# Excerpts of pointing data

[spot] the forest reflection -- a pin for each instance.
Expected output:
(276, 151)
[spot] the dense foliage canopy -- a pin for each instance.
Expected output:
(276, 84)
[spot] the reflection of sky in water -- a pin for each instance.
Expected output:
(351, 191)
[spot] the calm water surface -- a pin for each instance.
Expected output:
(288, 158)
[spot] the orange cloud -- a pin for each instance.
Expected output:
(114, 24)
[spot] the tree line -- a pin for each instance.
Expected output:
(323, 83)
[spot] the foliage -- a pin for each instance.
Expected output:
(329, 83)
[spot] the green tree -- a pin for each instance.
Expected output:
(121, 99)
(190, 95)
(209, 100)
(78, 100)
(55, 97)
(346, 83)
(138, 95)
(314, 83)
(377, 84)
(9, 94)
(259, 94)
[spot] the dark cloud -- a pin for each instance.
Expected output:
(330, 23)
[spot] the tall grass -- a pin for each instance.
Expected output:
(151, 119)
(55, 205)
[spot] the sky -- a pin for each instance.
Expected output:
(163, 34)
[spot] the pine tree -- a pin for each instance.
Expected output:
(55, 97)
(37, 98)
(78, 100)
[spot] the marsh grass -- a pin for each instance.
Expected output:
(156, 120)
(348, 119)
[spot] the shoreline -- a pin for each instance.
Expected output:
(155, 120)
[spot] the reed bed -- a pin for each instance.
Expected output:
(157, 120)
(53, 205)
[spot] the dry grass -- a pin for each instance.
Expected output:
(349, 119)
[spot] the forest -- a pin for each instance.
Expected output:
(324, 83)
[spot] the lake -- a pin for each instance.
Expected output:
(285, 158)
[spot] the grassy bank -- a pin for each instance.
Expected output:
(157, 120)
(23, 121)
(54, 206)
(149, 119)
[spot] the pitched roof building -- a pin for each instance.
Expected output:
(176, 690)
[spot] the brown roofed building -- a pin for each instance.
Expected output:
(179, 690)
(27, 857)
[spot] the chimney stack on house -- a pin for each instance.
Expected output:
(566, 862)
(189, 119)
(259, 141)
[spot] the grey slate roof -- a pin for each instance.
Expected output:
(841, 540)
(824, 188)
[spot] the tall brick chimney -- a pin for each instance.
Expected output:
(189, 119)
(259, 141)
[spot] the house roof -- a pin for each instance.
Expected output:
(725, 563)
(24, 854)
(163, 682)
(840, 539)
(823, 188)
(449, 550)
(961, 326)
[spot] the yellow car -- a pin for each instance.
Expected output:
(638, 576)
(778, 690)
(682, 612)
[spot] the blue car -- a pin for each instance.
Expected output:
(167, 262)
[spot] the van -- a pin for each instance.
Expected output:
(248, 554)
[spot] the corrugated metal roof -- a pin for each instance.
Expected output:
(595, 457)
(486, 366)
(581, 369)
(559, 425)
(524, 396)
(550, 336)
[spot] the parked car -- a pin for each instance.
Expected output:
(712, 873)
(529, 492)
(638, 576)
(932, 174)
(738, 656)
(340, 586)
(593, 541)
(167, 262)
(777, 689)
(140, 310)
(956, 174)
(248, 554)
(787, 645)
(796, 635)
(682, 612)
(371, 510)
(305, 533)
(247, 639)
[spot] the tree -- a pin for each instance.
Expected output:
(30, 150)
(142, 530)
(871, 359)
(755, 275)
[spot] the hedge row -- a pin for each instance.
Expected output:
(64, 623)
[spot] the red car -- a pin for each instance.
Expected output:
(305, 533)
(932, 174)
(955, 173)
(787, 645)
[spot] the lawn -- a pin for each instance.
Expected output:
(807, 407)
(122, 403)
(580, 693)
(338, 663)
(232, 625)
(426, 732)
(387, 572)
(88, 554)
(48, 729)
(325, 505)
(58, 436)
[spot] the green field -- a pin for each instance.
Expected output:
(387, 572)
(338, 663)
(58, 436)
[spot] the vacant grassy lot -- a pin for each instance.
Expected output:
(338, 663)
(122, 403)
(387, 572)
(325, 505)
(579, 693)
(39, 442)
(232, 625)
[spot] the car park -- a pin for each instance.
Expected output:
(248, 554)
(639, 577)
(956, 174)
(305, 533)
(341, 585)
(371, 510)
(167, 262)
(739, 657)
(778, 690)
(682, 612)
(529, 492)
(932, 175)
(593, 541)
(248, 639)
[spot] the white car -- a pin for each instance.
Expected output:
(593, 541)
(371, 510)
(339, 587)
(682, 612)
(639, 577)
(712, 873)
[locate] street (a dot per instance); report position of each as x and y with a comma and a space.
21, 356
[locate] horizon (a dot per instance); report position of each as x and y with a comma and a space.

# PROBLEM TO WORK ON
Write out every record shown above, word for word.

# THE OUTPUT
[spot] the forest reflection -- a pin for each instance.
Expected output:
(276, 151)
[spot] the dense foliage canopy -- a pin for each instance.
Expected output:
(276, 84)
[spot] the reflection of sky in water -- a pin for each instance.
Expected output:
(351, 191)
[spot] the calm water surface -- a pin for each instance.
Expected output:
(288, 158)
[spot] the orange cloud -- a pin for each instance.
Expected output:
(114, 24)
[spot] the tree line -- a pin for each instance.
Expected output:
(323, 83)
[spot] the foliage -- a pin for each instance.
Expected output:
(329, 83)
[spot] the green tree -- a pin for each instance.
Expected output:
(121, 99)
(190, 95)
(209, 100)
(78, 100)
(55, 97)
(346, 83)
(138, 95)
(314, 83)
(377, 84)
(9, 94)
(259, 94)
[spot] the dark cloud -- a pin for each instance.
Expected output:
(330, 23)
[spot] the tall grass -- a pin for each instance.
Expected output:
(151, 119)
(55, 205)
[spot] the sky -- a pin for each instance.
Expected output:
(163, 34)
[spot] the pine tree -- a pin for each instance.
Expected output:
(55, 97)
(37, 98)
(78, 100)
[spot] the marsh grass -- a pin for each instance.
Expected output:
(156, 120)
(348, 119)
[spot] the shoreline -- a pin for each instance.
Expected output:
(155, 120)
[spot] the reed bed -- a pin for each instance.
Expected output:
(157, 120)
(53, 205)
[spot] the dry grass -- a pin for each instance.
Expected output:
(349, 119)
[spot] the forest -- a pin for each instance.
Expected output:
(324, 83)
[spot] the lake -- a pin for each instance.
Expected output:
(285, 158)
[spot] the grassy bank -- a pin for each instance.
Expected output:
(157, 120)
(23, 121)
(54, 206)
(149, 119)
[spot] the pitched roof building -- a pin for each instance.
Expected output:
(176, 690)
[spot] the brown roofed building -- a pin for each instance.
Expected output:
(179, 690)
(27, 857)
[spot] the chimney stack on house -- a pin for each instance.
Expected output:
(566, 862)
(189, 119)
(259, 141)
[spot] the grey slate roof -- a pin for each instance.
Expected output:
(841, 540)
(824, 188)
[spot] the tall brick chimney -- a pin for each instance.
Expected output:
(189, 119)
(259, 141)
[spot] the house roof -- a pin for each instance.
Expected output:
(725, 563)
(24, 854)
(163, 682)
(840, 539)
(823, 188)
(449, 550)
(961, 326)
[spot] the yellow car -- a pin for each instance.
Expected output:
(638, 576)
(778, 690)
(682, 612)
[spot] the blue car -- a pin for each instance.
Expected output:
(167, 262)
[spot] the van -- a pin for each instance.
Expected output:
(248, 554)
[spot] the corrugated metal roof -- a pin for each instance.
Expected output:
(595, 457)
(486, 366)
(581, 369)
(559, 425)
(524, 396)
(550, 336)
[spot] the parked car -- a pin for each instance.
Expected output:
(712, 873)
(529, 492)
(638, 576)
(932, 174)
(738, 656)
(340, 586)
(593, 541)
(167, 262)
(777, 689)
(140, 310)
(956, 174)
(248, 554)
(787, 645)
(796, 635)
(682, 612)
(371, 510)
(305, 533)
(247, 639)
[spot] the tree -- a pin for each instance.
Expected output:
(30, 150)
(142, 530)
(871, 359)
(755, 275)
[spot] the hedge row -- a pin for each instance.
Expected output:
(64, 623)
[spot] the red car -- a pin for each instance.
Expected output:
(305, 533)
(932, 174)
(955, 173)
(787, 645)
[spot] the lawn -- a pin for each instance.
Expected output:
(807, 407)
(122, 403)
(580, 693)
(338, 663)
(232, 625)
(426, 732)
(387, 572)
(88, 554)
(48, 729)
(325, 505)
(58, 436)
[spot] the green field -- a pin for each instance.
Expected output:
(387, 572)
(338, 663)
(58, 436)
[spot] the vacant grassy lot -- a pin for each instance.
Expected output:
(338, 663)
(122, 403)
(387, 572)
(325, 505)
(579, 693)
(39, 442)
(232, 625)
[spot] the car park -- a pin for each instance.
Expected output:
(248, 554)
(639, 577)
(956, 174)
(305, 533)
(341, 585)
(371, 510)
(167, 262)
(739, 657)
(778, 690)
(682, 612)
(529, 492)
(932, 175)
(593, 541)
(248, 639)
[spot] the white car -- a pin for each instance.
Expected output:
(593, 541)
(371, 510)
(339, 587)
(682, 612)
(639, 577)
(712, 873)
[locate] street (a dot per instance); report position of each as x and y with a comma and a space.
21, 356
[locate] horizon (a dot per instance); report position of each as x and y with a comma and a space.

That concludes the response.